### The problem:
Your response should reproduce every line of the entries that contains the word "brim".

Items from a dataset
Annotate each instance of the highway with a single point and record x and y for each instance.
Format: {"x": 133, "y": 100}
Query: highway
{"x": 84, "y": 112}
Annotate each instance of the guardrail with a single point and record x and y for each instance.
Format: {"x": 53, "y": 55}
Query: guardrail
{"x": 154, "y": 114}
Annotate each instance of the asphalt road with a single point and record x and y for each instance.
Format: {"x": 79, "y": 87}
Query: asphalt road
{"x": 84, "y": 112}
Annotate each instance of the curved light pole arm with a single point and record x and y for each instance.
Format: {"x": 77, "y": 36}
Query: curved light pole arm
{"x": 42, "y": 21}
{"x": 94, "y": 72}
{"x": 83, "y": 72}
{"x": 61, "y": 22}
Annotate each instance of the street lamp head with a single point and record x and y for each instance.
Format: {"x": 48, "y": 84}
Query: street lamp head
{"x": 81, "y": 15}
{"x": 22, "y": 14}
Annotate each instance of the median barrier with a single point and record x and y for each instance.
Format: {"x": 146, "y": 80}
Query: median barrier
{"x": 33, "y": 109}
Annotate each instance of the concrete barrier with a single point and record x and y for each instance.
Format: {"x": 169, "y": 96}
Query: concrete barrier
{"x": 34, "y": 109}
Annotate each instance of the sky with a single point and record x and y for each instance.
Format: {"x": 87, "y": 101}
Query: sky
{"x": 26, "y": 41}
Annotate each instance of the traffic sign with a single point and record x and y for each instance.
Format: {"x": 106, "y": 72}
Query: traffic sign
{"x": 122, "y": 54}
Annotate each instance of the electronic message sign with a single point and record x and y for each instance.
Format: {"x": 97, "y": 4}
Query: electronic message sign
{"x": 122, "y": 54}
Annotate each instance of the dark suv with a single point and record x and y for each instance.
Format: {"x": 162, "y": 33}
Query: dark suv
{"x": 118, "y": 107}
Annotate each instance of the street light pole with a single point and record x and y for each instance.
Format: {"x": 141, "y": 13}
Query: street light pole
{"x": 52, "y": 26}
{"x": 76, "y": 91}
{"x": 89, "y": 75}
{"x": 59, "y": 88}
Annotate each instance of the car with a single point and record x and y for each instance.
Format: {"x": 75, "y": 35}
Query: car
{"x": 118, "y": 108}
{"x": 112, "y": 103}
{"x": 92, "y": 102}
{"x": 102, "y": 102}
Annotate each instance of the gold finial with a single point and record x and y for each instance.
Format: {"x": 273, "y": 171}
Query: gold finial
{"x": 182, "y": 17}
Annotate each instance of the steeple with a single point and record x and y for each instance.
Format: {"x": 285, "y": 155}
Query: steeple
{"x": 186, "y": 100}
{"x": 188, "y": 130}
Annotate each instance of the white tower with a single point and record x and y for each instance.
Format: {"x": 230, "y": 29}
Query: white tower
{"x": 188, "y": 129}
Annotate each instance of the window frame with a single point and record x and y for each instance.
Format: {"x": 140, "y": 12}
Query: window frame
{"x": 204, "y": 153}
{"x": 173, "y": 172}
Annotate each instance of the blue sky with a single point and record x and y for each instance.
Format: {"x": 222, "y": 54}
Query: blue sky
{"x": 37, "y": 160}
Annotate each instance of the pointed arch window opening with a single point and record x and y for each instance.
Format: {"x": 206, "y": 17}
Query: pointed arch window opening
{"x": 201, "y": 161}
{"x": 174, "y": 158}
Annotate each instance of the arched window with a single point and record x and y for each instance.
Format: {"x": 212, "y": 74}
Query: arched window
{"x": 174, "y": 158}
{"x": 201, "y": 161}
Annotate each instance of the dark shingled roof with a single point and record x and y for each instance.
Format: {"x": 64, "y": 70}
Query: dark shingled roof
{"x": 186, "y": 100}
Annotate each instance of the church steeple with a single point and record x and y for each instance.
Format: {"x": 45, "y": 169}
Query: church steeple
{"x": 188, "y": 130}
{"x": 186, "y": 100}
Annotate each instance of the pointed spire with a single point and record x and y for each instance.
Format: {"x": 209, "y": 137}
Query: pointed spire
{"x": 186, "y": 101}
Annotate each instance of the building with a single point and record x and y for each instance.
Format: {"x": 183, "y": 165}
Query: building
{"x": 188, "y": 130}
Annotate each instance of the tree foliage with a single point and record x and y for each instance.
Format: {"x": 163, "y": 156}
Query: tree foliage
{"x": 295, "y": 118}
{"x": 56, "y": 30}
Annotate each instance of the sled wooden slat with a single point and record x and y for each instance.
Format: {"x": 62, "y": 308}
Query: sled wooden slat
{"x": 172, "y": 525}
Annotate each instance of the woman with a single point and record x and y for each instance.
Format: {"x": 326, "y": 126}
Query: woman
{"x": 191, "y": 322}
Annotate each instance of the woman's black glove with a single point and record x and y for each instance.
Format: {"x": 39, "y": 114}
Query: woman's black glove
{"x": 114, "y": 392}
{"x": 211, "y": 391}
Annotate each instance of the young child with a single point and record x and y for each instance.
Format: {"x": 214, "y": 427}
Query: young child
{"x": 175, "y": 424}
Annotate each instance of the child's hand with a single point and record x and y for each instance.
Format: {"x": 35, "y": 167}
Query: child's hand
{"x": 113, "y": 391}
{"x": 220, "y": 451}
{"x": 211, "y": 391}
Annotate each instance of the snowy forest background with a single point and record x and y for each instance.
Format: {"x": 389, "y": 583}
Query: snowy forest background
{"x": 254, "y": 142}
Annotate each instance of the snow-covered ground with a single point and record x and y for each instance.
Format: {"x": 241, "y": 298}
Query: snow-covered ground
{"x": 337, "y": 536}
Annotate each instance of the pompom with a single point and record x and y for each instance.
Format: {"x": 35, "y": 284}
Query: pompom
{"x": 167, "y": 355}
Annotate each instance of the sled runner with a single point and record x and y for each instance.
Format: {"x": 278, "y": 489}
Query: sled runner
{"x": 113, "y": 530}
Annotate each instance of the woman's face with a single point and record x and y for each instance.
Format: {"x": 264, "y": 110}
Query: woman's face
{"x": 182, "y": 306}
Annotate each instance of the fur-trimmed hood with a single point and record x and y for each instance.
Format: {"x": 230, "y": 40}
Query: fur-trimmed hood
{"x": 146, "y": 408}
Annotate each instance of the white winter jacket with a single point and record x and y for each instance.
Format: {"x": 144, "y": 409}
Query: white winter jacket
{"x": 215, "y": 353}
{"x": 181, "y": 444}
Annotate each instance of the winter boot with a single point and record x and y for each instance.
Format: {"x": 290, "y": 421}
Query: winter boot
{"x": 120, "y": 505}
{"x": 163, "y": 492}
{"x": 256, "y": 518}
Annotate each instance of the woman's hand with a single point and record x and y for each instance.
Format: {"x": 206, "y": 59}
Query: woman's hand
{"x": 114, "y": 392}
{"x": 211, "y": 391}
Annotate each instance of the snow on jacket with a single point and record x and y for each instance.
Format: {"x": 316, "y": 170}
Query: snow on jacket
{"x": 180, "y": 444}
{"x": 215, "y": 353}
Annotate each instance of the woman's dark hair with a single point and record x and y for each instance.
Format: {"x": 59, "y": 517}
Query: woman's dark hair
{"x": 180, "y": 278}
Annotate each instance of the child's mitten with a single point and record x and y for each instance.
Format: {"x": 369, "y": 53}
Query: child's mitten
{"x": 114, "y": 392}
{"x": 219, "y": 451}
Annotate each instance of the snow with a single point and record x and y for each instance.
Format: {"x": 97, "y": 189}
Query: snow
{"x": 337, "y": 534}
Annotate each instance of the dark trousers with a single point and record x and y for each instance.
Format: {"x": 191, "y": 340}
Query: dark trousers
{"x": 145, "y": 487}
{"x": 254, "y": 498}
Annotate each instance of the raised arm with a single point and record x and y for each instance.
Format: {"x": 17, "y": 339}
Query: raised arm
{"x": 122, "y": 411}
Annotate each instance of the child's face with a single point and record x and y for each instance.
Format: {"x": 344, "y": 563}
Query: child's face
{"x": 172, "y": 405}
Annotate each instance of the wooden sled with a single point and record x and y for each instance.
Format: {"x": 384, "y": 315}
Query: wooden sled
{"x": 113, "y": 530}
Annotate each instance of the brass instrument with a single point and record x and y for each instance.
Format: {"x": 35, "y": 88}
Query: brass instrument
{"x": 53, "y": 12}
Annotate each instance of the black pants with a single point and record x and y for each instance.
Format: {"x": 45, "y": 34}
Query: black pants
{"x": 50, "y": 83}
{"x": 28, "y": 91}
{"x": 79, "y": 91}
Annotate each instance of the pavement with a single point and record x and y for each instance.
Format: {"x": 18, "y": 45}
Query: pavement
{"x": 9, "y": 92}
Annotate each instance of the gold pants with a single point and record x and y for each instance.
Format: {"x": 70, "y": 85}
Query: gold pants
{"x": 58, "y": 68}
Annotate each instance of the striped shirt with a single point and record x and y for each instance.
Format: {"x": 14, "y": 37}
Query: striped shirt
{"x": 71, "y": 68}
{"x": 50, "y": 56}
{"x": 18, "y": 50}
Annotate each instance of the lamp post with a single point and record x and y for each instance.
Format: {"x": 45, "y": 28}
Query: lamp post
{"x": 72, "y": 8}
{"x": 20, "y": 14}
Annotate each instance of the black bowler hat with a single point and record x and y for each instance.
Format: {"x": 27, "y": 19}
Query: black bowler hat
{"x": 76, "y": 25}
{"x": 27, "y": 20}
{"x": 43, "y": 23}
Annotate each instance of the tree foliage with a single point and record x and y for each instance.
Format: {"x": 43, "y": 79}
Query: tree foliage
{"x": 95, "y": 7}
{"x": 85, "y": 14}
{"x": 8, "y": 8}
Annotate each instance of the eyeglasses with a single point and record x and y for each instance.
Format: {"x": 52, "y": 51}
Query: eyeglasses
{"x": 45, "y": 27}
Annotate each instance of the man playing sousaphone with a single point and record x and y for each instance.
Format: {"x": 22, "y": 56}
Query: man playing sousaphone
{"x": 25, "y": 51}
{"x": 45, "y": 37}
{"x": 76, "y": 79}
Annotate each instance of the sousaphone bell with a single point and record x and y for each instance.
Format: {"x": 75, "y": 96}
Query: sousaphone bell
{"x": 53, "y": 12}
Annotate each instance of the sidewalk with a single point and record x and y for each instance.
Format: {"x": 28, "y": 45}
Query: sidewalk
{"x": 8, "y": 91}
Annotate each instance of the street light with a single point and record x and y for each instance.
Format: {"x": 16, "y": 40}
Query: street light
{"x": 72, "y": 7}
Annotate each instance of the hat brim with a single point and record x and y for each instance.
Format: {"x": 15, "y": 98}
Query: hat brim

### Solution to this problem:
Annotate each instance of the hat brim with a single point and record x and y for each instance.
Query: hat brim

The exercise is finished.